• _Work instructions_: In the rows below, how many lines contain the string "tussock"? Matching is case-sensitive; reply with the number alone.

• _Extracted entries_:
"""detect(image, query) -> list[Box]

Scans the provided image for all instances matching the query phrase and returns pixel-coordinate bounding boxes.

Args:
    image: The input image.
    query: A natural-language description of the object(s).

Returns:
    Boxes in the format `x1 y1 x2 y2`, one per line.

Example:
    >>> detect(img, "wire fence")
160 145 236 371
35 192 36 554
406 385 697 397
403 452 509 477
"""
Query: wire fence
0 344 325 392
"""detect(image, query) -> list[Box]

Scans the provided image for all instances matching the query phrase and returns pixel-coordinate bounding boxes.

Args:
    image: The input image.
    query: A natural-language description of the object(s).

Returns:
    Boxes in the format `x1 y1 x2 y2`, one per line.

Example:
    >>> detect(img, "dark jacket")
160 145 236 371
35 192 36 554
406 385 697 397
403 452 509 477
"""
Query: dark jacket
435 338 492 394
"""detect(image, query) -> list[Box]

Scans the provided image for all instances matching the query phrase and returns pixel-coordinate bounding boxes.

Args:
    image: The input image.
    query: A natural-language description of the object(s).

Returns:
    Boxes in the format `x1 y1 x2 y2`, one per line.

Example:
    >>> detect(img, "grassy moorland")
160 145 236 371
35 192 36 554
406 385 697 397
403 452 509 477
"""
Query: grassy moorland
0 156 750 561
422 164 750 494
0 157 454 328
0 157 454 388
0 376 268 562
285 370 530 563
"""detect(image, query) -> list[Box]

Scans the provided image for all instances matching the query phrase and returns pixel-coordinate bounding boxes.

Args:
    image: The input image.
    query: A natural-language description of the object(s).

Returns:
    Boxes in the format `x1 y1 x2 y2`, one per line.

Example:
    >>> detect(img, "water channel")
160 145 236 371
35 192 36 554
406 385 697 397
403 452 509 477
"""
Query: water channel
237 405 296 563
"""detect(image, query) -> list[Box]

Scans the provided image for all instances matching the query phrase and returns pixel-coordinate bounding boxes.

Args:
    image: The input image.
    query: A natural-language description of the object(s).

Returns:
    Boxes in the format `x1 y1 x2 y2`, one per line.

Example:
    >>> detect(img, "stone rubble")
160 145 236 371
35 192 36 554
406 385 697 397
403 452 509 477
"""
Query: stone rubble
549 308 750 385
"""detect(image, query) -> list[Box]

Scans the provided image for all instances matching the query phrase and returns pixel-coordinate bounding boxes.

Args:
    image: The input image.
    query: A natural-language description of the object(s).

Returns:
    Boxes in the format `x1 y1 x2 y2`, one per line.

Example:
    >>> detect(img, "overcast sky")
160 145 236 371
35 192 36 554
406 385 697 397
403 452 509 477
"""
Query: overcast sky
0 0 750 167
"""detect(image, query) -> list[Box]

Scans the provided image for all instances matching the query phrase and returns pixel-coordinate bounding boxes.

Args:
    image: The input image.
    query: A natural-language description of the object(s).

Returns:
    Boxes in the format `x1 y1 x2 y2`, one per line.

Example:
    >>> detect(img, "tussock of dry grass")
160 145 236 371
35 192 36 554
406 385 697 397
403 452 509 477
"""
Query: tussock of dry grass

• _Task solution_: 2